> Exercise text

Fifth International Congress of the John Gower Society

Thursday 10 August 2023

On the 8th July 2023, the University Libraries and Museums hosted an exhibit for the Fifth International Congress of the John Gower Society. We displayed 16 manuscript and printed items relating to the papers being delivered at the conference. The lively conversations held in Martyrs Kirk Research Library on that sunny Saturday were a true testament to the lasting influence the medieval poet has held throughout the centuries. The manuscripts reflected the literary and manuscript culture of Gower’s time and the books presented at the exhibition represented Gower and his writings’ journeys through the early modern period into the Victorian Medieval Revival. Alexa Zildjian received a grant from AMARC to help organise the display, to research captions and present the materials to delegates.

The title page of Berthelet’s 1554 edition of Gower’s Confessio Amantis, a popular edition through the early modern period.

Our oldest example of Gower on display was the 1554 print edition of John Gower’s Confessio amantis (TypBL.B54BG), the last to be printed before the 19th century. In his dedication to King Henry VIII, the editor Thomas Berthelet also appears to be acutely aware of the importance of this text. He famously praises Gower’s use of English: “And though our most alowed olde autors did otherwhile use to borowe of other langages… to heape them in, where as nedeth not, and where as we haue all redie wordes approued and receiued, of the same effecte and strength.” With an eye to the future, however, Berthelet continues to discuss the significance of Gower’s text: “The whiche if any man wante, let hym resorte to this worthy olde writer Iohn Gower, that shal as a lanterne give him lighte to write cunningly, and to garnishe his sentneces in our vulagre tonge.” Berthelet was correct in his thinking: this rendition, possibly this same edition, would find its way into the hands of Shakespeare, Milton, Spenser, Dryden, and Coleridge.

Ashmole’s Theatrum chemicum Britannicum, which transformed Gower into a master alchemist.

While another full rendition of the Confessio would not appear on English presses for many centuries, parts of it lived on. Our display included the first edition of the Theatrum chemicum Britannicum (AlcC52AS.EL), a compendium of alchemical literature. Editor Elias Ashmole envisions John Gower as a skilled user of the craft. In fact, he claims that Gower was Geoffrey Chaucer’s “Master in this Science,” training him in alchemy during their friendship. Excerpted in this book is a passage from Gower’s Confessio amantis, which Ashmole claims to prove Gower “fully understood the Secret, for he gives you a faithfull account… and affirmes the Art to be true.” While Ashmole’s main purpose with his inclusion of Gower is to illuminate the medieval author’s familiarity with the subject, it is interesting to interrogate Gower’s understanding of the meaning of alchemy. Ever living up to the epithet Chaucer gave him, Gower presents alchemy as a moral art. When practised correctly, it can bring its users philosophical wisdom and a closer relationship to God.

> Record set

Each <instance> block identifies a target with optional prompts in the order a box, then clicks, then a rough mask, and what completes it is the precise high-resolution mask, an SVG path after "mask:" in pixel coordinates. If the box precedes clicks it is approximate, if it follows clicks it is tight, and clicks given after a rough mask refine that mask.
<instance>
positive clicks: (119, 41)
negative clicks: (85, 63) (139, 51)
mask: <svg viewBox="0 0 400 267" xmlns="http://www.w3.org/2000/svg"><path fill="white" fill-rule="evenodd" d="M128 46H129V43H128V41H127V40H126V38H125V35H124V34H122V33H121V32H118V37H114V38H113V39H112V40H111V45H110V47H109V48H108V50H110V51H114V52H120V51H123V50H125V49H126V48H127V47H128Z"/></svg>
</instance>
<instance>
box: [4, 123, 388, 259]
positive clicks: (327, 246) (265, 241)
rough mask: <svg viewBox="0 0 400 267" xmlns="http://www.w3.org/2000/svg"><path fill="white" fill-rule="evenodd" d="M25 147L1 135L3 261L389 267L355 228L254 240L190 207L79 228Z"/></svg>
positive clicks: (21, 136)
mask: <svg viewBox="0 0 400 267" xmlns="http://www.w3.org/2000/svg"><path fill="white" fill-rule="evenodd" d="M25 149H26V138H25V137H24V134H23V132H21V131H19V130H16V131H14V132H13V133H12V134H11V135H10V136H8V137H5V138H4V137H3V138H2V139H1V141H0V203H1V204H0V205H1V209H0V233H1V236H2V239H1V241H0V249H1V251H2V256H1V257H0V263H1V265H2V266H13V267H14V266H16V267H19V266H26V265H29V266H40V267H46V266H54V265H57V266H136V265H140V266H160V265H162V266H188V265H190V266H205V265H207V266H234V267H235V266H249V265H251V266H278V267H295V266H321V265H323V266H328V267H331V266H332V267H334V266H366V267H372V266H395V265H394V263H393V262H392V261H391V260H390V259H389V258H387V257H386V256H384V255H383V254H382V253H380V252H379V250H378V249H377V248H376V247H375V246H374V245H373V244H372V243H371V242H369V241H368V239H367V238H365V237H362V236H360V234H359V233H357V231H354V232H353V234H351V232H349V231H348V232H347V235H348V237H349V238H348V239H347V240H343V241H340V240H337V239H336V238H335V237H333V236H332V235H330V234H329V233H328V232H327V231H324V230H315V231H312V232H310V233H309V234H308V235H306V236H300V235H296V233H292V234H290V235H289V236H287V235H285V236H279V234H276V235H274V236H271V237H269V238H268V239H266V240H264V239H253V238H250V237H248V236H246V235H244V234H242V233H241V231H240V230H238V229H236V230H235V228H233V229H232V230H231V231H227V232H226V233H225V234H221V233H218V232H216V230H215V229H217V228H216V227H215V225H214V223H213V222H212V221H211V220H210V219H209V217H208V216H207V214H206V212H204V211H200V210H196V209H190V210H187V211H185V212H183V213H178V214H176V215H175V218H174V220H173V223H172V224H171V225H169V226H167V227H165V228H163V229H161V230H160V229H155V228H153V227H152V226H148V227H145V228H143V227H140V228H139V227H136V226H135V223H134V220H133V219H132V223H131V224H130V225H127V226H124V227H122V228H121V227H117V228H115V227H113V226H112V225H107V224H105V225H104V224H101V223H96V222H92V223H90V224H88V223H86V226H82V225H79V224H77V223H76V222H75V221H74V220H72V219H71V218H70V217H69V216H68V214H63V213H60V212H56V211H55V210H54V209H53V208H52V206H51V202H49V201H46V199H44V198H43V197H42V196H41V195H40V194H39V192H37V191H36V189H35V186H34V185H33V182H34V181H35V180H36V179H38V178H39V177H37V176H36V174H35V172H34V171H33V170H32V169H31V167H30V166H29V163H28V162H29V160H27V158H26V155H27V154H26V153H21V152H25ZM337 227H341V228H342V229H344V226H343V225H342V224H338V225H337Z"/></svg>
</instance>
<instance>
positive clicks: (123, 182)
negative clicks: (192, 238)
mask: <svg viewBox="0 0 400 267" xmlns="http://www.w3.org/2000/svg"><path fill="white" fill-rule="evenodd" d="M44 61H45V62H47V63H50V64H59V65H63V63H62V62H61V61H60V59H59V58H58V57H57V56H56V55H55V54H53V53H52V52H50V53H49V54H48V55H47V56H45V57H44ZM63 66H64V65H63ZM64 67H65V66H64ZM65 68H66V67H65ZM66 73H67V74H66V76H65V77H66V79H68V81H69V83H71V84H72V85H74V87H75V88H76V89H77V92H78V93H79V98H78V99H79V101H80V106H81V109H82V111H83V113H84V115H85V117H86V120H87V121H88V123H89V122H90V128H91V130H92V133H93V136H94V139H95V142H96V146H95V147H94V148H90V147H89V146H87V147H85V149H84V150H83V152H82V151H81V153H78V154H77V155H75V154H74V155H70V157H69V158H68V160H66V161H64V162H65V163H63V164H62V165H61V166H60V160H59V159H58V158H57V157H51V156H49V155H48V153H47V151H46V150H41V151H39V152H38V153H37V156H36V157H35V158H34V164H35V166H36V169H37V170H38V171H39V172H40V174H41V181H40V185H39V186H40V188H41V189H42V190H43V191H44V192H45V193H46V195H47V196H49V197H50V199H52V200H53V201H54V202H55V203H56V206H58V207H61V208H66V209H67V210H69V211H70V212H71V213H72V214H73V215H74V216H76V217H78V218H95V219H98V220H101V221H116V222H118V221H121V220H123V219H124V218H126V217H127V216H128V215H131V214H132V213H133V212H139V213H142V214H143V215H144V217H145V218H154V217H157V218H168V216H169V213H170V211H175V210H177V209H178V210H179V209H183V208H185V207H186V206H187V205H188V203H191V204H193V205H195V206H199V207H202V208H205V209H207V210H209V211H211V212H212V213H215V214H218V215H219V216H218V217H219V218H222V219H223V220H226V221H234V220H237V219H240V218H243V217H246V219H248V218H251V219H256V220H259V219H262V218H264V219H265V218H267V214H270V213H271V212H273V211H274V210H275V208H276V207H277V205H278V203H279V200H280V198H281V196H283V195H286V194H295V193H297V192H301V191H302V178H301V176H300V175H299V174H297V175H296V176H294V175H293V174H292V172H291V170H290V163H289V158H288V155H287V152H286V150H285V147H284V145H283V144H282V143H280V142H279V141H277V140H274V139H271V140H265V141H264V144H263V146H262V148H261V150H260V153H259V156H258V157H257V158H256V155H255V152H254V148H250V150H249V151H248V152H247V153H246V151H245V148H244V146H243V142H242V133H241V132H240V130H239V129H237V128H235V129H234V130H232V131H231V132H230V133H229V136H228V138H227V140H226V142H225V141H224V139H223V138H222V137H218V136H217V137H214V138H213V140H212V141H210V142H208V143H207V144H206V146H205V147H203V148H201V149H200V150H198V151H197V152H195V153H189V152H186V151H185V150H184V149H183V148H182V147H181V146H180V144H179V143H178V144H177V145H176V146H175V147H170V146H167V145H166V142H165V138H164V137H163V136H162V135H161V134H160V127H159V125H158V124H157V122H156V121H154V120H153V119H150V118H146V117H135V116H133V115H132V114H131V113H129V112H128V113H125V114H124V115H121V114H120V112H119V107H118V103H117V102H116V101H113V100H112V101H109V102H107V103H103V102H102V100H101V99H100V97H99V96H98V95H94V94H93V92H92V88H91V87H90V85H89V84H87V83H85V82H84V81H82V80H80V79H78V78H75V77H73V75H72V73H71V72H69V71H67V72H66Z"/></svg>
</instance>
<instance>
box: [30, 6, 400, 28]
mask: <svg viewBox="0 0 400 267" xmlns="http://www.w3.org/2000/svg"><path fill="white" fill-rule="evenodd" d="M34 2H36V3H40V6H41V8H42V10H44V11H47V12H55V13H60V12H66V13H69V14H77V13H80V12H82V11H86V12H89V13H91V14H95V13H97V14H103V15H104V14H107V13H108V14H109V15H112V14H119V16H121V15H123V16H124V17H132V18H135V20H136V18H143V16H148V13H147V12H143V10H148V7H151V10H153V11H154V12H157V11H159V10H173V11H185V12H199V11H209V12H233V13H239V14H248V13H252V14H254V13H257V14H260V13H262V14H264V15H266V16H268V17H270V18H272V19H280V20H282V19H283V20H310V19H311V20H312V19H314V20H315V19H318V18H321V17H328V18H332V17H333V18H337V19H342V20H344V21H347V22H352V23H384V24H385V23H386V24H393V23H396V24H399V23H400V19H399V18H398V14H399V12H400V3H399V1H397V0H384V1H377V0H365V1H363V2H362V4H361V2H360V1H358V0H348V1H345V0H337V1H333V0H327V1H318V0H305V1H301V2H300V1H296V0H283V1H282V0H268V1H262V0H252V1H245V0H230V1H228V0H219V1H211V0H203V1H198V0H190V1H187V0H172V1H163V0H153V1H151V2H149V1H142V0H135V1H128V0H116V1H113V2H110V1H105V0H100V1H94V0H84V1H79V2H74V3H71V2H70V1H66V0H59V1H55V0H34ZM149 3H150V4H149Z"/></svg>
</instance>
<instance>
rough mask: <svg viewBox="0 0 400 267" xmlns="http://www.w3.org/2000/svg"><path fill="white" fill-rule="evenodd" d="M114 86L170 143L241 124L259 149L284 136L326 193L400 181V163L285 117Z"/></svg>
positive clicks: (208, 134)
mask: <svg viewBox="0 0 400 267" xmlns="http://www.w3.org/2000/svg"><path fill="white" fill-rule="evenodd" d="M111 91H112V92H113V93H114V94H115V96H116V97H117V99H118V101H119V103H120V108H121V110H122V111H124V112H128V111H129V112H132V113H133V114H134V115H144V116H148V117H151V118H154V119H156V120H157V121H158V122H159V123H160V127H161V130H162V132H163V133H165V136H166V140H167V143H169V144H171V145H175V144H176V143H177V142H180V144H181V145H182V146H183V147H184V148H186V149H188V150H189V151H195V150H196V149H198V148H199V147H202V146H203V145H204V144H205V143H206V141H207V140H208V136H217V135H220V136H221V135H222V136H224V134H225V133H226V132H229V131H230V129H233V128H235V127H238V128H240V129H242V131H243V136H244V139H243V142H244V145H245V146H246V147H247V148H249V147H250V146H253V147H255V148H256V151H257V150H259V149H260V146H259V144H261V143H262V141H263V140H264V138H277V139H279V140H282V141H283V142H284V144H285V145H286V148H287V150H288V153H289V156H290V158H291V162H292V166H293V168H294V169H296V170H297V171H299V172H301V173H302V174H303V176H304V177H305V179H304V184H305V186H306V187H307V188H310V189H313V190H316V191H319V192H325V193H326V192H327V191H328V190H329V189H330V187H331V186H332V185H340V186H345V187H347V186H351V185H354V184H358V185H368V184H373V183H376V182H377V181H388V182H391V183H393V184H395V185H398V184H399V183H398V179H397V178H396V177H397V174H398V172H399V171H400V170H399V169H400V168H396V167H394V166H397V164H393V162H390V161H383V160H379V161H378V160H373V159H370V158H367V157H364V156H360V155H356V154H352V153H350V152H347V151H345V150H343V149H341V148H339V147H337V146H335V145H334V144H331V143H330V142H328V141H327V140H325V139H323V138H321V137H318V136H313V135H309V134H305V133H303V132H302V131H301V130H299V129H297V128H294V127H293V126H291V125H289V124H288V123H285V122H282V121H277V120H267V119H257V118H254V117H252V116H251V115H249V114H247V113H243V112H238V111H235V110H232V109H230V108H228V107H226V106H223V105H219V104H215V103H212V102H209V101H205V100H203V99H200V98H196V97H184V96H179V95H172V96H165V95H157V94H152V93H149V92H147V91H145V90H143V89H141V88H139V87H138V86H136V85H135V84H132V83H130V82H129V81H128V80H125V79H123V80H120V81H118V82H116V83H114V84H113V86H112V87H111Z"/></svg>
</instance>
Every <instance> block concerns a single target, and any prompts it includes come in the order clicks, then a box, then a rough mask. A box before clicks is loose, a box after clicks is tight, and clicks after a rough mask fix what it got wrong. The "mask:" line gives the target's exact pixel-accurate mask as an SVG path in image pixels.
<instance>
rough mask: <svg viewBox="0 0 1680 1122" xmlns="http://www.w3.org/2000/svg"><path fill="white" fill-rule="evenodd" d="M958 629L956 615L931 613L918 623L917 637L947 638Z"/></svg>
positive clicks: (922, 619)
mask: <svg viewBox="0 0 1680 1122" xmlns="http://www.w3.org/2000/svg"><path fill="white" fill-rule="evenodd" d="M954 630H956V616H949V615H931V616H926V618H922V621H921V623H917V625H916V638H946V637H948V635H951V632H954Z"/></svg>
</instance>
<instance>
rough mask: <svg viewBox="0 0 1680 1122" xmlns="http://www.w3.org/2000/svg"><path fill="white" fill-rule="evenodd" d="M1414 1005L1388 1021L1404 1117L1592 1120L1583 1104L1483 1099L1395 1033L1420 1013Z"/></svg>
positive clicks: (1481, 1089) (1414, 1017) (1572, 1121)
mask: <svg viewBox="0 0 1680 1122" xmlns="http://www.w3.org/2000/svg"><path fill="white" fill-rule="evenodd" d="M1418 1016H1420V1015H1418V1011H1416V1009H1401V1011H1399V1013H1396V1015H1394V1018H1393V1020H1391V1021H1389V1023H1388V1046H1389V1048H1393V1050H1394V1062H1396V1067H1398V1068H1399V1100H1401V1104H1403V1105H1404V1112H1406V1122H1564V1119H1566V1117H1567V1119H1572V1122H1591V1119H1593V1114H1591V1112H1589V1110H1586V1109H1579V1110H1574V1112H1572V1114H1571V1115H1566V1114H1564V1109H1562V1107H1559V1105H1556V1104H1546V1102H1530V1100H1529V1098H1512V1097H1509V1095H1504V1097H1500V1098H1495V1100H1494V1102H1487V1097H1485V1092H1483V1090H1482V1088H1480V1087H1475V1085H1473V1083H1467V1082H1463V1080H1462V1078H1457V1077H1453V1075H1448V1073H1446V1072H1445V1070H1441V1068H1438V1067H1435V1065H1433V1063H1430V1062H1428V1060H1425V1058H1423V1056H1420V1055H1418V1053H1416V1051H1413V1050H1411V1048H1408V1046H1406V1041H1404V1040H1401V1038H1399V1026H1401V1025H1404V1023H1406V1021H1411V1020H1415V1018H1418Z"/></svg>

> Instruction
Extend the Gower exhibit account with the passage that would come next after its final sentence. The data are separate from the Gower exhibit account.

> Answer
Towards the end of the seventeenth century and into the eighteenth century, Gower and his works appeared less often in print. However, in the midst of Romanticism and just at the start of the Nazarene movement, Reverend Henry J. Todd published his dual biographies, Illustrations of the lives and writings of Gower and Chaucer (s PR1910.T6). Todd details his process in the frontmatter of his book, outlining the care he took in generating his bibliographies. He sourced the manuscripts that build the bulk of his work from the libraries of the Marquis of Stafford and the Archbishop of Canterbury. There, he found a great volume of material, including Gower’s will. The timing of the publication could not have been better, however: the very same year, Alexander Chalmers reprinted Berthelet’ sedition of the Confessio Amantis, the first time the text had been printed since the 1554 edition. This was the beginning of Gower’s revival, one that would last through into the Victorian era.

One of Gower’s first reappearances in print since the early modern period, the elite Roxburghe Club’s edition of Poema quod dicitur vox clamantis, nencnon chronica tripartita.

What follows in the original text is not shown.